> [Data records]
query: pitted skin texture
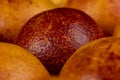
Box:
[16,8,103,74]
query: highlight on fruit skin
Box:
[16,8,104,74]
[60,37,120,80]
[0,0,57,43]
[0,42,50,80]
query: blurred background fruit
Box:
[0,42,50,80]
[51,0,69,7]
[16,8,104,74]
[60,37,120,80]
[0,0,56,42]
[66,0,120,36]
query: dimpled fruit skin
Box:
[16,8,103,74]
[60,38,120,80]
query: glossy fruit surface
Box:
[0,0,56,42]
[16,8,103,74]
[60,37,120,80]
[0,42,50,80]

---

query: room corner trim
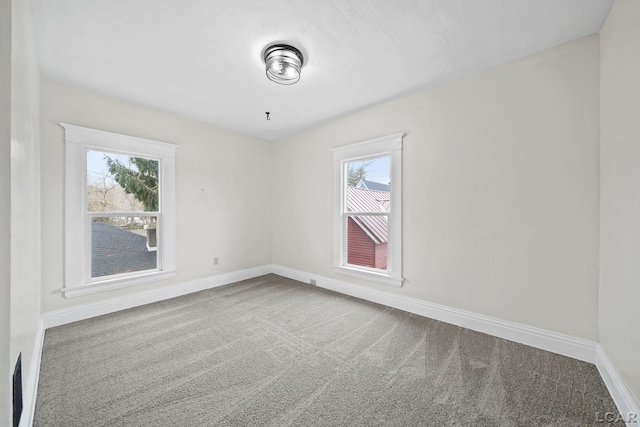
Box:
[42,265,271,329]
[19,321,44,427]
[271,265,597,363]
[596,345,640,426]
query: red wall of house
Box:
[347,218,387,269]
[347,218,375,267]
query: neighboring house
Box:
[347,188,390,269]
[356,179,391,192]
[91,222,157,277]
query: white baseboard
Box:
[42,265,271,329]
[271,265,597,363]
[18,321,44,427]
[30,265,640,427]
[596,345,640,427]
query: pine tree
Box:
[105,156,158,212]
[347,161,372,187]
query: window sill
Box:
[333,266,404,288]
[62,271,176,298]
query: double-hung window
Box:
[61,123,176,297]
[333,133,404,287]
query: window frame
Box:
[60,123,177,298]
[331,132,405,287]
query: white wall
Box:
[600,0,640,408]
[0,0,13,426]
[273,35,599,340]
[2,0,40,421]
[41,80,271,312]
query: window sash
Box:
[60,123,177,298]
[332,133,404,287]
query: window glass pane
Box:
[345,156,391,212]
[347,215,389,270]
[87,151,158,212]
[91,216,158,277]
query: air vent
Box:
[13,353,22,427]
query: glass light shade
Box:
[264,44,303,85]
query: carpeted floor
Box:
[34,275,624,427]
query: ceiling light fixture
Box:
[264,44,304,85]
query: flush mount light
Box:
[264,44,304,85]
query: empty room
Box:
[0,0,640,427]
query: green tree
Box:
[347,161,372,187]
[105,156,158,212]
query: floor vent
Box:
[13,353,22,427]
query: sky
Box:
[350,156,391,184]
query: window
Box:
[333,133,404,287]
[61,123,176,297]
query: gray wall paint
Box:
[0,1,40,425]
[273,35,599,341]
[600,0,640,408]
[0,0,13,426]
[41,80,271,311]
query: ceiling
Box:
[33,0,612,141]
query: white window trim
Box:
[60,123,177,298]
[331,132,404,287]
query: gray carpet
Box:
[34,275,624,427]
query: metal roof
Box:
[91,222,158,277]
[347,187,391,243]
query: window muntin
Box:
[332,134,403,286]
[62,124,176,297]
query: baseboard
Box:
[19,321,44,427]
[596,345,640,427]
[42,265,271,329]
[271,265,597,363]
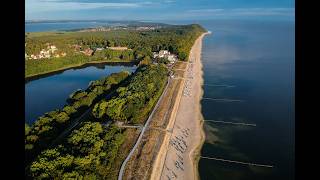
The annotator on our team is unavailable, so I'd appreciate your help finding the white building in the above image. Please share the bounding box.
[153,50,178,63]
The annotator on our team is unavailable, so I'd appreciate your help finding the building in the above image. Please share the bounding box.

==

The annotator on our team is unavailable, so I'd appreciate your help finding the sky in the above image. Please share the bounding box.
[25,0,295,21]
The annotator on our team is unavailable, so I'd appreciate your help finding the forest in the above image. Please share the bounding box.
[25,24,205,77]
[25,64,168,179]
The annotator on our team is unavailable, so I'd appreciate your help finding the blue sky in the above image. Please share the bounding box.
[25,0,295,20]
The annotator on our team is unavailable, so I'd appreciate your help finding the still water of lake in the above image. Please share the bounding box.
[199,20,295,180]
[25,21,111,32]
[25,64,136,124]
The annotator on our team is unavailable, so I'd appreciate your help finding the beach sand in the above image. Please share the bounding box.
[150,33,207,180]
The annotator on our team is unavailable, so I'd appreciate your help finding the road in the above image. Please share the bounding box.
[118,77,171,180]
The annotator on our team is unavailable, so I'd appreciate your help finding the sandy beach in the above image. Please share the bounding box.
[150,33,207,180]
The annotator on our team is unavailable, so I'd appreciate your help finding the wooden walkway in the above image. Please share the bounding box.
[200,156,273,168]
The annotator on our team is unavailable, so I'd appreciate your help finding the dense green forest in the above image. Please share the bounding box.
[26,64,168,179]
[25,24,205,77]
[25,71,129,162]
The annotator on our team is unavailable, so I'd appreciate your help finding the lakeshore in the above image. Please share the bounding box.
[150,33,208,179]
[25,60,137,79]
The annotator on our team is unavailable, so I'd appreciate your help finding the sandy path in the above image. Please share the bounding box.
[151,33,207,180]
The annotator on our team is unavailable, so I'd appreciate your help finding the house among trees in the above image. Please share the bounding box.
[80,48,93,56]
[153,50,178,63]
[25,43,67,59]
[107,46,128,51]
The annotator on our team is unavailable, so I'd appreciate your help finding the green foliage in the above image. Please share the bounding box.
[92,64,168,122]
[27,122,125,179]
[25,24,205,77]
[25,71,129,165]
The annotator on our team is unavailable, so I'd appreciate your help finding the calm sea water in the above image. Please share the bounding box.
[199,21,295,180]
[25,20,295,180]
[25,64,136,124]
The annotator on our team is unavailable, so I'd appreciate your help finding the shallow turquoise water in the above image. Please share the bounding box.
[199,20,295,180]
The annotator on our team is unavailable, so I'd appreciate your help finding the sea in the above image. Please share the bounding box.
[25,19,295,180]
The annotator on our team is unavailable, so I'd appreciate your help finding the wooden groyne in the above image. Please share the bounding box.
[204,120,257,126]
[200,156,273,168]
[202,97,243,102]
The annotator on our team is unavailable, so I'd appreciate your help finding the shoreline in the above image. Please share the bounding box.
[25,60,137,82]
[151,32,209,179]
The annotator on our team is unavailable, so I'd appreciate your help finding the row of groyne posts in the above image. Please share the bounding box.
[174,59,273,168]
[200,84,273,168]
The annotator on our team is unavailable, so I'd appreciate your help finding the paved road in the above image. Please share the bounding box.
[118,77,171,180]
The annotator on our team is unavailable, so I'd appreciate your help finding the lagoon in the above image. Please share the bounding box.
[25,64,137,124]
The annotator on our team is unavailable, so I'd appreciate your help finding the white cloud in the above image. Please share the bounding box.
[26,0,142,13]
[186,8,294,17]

> [Exercise directions]
Which lines of the listing above contain the word "forest"? Pick out each of them and copy it in full.

> [Complete output]
The annotator on our team is unavailable, so I'd appreciate your help finding the forest in the above image. Please share the bounding box.
The annotator on our team is unavailable, so I'd appreciate your help finding the dense green forest in the above image. Please share the bounding box.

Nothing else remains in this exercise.